Given request -
Lay out the entries below as a two-column CSV with the headers text and answer, one row per entry. Put each entry's text and its answer in a single quoted field, replace line breaks with spaces, and omit the pictures.

---*---

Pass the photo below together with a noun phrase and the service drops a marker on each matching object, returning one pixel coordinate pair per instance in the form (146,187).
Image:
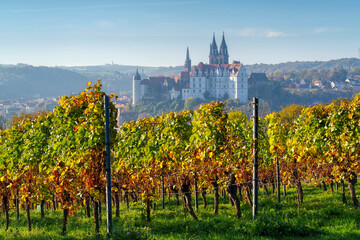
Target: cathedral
(216,79)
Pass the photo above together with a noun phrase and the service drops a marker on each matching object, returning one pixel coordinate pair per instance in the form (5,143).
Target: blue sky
(156,33)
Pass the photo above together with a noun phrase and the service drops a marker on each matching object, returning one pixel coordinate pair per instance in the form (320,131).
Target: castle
(217,79)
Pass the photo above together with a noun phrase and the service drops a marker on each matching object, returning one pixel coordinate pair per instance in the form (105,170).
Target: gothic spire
(213,51)
(187,54)
(223,47)
(187,64)
(223,51)
(137,75)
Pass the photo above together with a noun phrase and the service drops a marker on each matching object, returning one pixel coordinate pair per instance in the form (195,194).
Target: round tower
(136,87)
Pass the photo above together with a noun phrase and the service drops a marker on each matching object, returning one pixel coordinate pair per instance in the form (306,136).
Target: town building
(217,79)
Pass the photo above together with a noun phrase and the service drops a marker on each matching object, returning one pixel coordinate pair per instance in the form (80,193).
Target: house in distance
(217,79)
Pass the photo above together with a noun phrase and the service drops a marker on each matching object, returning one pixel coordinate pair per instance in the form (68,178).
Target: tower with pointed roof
(187,65)
(136,87)
(223,52)
(213,57)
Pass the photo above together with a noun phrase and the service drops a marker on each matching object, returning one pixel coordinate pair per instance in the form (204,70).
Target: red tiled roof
(187,86)
(207,67)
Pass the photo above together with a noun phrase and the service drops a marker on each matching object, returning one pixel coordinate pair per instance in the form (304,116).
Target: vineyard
(57,159)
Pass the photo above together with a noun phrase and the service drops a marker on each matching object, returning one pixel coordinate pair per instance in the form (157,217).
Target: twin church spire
(221,56)
(216,56)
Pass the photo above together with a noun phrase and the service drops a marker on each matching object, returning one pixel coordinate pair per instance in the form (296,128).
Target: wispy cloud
(271,34)
(248,32)
(111,6)
(320,30)
(103,23)
(260,33)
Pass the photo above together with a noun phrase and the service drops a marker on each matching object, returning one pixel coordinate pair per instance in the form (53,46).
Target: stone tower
(187,65)
(223,52)
(136,87)
(213,57)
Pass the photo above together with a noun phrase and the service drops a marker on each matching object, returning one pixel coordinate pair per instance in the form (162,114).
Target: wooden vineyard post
(278,179)
(255,158)
(163,192)
(196,193)
(107,166)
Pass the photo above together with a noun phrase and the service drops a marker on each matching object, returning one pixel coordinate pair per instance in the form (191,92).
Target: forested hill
(25,81)
(344,63)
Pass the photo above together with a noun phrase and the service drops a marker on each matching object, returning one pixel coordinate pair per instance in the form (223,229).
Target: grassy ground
(322,216)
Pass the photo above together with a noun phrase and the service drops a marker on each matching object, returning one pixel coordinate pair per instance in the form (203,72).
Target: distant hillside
(344,63)
(24,81)
(267,68)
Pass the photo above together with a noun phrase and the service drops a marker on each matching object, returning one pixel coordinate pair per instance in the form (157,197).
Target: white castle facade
(218,79)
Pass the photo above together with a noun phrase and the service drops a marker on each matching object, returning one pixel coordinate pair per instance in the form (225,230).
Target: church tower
(223,52)
(187,61)
(213,57)
(136,87)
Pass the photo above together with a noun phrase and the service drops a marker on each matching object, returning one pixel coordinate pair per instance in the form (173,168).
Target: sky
(157,33)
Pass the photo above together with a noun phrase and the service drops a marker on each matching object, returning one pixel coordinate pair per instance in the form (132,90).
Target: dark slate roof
(258,78)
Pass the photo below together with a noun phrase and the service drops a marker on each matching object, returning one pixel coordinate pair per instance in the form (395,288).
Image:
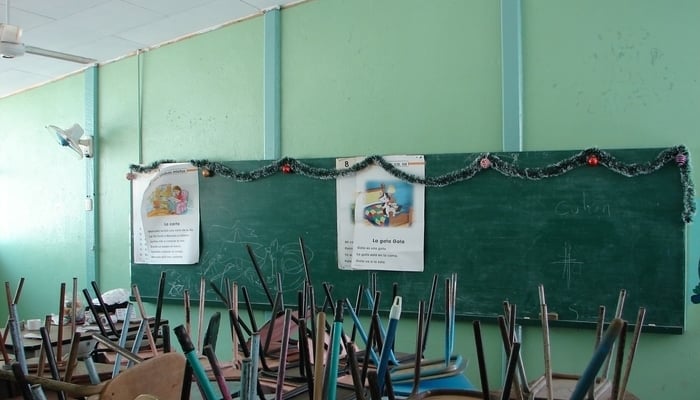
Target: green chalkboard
(584,234)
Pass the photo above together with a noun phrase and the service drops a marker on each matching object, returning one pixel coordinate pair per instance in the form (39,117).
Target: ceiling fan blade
(58,55)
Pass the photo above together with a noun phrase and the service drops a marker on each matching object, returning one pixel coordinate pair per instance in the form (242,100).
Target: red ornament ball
(592,160)
(681,159)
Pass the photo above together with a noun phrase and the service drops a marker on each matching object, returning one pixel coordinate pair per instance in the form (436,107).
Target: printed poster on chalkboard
(381,218)
(165,215)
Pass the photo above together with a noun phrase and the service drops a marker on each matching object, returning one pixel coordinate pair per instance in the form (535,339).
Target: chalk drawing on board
(569,265)
(229,260)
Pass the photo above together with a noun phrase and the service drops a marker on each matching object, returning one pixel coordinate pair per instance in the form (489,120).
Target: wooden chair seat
(160,377)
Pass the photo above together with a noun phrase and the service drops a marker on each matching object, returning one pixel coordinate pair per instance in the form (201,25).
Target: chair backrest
(160,377)
(212,332)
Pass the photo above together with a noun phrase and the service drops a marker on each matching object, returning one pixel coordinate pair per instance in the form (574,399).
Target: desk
(31,340)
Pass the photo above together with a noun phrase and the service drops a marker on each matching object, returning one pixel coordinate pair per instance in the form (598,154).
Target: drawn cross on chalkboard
(568,262)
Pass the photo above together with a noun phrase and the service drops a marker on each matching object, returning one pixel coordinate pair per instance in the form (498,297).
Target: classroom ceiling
(105,30)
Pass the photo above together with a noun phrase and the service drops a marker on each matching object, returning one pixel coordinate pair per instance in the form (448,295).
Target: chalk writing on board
(585,206)
(569,265)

---*---

The result -
text,answer
"Pass the photo below together with a noun phrase and the service drops a marker on each matching object, returning one pixel coordinate pair per instance in the form (146,187). Image: Target: cathedral","(216,79)"
"Pass the photo above together with a noun phrase and the service drops a marker on each matching object, returning one pixel coordinate pair per instance in the form (5,143). Target: blue sky","(156,33)"
"Pass the photo above together with a noun phrase and the service drops a marker on each matching object, returning one pixel coordinate pair per instance in the form (320,131). Target: castle","(217,79)"
"Pass the photo above together with a noun phrase and the service drops a marker on each matching object, returning one pixel coordinate pair per instance in the form (105,170). Target: gothic spire","(213,51) (187,54) (223,47) (187,64) (223,51) (137,75)"
"Pass the photo above together with a noun phrase and the service drops a marker on each matching object, returning one pixel coordinate pair per instance in the form (195,194). Target: round tower","(136,87)"
"Pass the photo above together with a noun phrase and the service drops a marker on each matching object, returning one pixel coordinate pair per instance in the form (306,136). Target: town building","(217,79)"
"Pass the photo above together with a noun phrase and the service drops a marker on each matching object, returning one pixel coordinate pair per instance in the form (80,193). Target: house in distance","(217,79)"
"Pass the photo above together with a noun phrase and the service drops a marker on each matching object, returning one pixel coordinate pair per instance in the form (68,178). Target: tower with pointed roof","(187,65) (136,87) (223,52) (213,57)"
"Pass the photo above together with a noun phrase and the service drops a marker on each matching object, returning one pixel coordinate pair per instance in the form (204,70). Target: red tiled roof","(187,86) (207,67)"
"Pass the photo above together with a noun phrase and the service drops a marker on each matching object, returning one pixel coordinate pair per instance in the form (304,116). Target: vineyard","(57,159)"
"Pass the photo above together with a noun phrase and the service drops a marker on each matching object, returning one pixel coordinate pair per instance in the form (157,217). Target: twin church spire","(221,56) (216,56)"
"Pass the photo above together with a noun phrase and the service drops a marker on each matching object, returning one pixel coordinate pair per instance in the form (296,128). Target: wispy cloud","(271,34) (248,32) (111,6) (320,30) (103,23) (260,33)"
"Pass the photo above together with a noun phrase and the service drops a marker on each matching object, returning one pixel coordinate pair per instance in the form (53,46). Target: stone tower","(187,65) (223,52) (136,87) (213,57)"
"Pass the photo above together with a noun phrase and the service drops a marker on each matching object, returning one pixel coordinate pair per instance in the form (162,114). Target: wooden vineyard post","(278,179) (255,158) (163,192) (196,193) (107,166)"
"Pass the photo above together with a noun phrase and the service drops a marker on each matching object, returning one pixel coordinate pair per instance in the form (191,92). Target: forested hill","(25,81) (344,63)"
"Pass the photo above together with a noun phrase and the service drops a marker on each matching object, returning one pixel coordinate pair per instance in the form (223,229). Target: grassy ground","(322,216)"
"Pass the photo above together with a noun phrase and the service drops a marker on each matching object, returning one pixel coordinate pair per instance in the form (203,72). Target: distant hillside","(344,63) (24,81) (267,68)"
"Pass the photo above together with a noun phrase and the service drops a marker on each matching object, returning one pixel coordinate pair per instance in the form (157,197). Target: white castle facade","(218,79)"
"Pass the photo above together with a noun phrase and the service drops a marker on each matching object, returning one pixel coordinate pair per instance in the form (225,230). Target: church tower","(223,52) (187,61) (213,57) (136,87)"
"Pass the photo above together with a noun phrase and the service drops a marker on each matching object, returning one pixel coordinate pair per instance in the form (173,168). Target: sky","(157,33)"
"Pass the photo above together with a noun phrase and the service drops a marker on each matching object, returning one pixel coordinate pair per instance in the form (132,90). Target: dark slate roof","(258,78)"
"Pass the photo below together with a noun phrase and the service drops a marker on each matching object, returning one pixel coordinate pair per instance in the form (395,288). Image: Target: green chalkboard","(584,234)"
"Pass the photo above together with a noun phrase and the service drops a marker on each matching object, returning one pixel coordinate pair per instance in the form (39,117). Target: ceiling fan blade","(58,55)"
"Pass the photo above together with a noun phrase and the service drops a marker on each matching object, returning one pixel coordinate pair per instance in the form (242,100). Target: red ornament ball","(592,160) (681,159)"
"Pass the photo above together with a noun phrase and the service drops a marker on each matching object, returning one pixel coordinate pair per instance in the form (436,107). Target: printed poster on chalkboard","(381,218) (165,215)"
"Pass the photo above together with a noun phrase and the service drops a marker on each matching object, returning one pixel coordinate pair per instance in the form (535,339). Target: chalk drawing on board","(569,265) (229,260)"
"Pass the photo above together with a noun phrase and the service drops a marker on each matching object, returning one pixel coordinate pair per instance in the form (489,120). Target: wooden chair seat","(160,377)"
"Pass the photo above together with a noun phrase and the service drops a marker on each matching object, returning one pixel coordinate pair per instance in the form (201,25). Target: chair backrest","(160,377) (212,332)"
"Pass the photo above together with a noun phrase and the service drops a marker on each matching object, returning one pixel coordinate pair per instance in the form (574,399). Target: desk","(31,340)"
"Pass the photo above together with a noun phrase and the service drops a marker on each matching object, returning one pixel coordinate pair per instance in the form (598,154). Target: drawn cross on chalkboard","(568,262)"
"Pass the photo above together with a noun phrase and the service drops a marker on each matching object, returning one pixel coordinate pair per instance in the form (498,297). Target: classroom ceiling","(105,30)"
"Pass the photo above together with a noun phrase and the service drops a marker on each matching object, returning one pixel coordinate pair per instance in the form (448,295). Target: chalk writing on board","(585,206) (569,265)"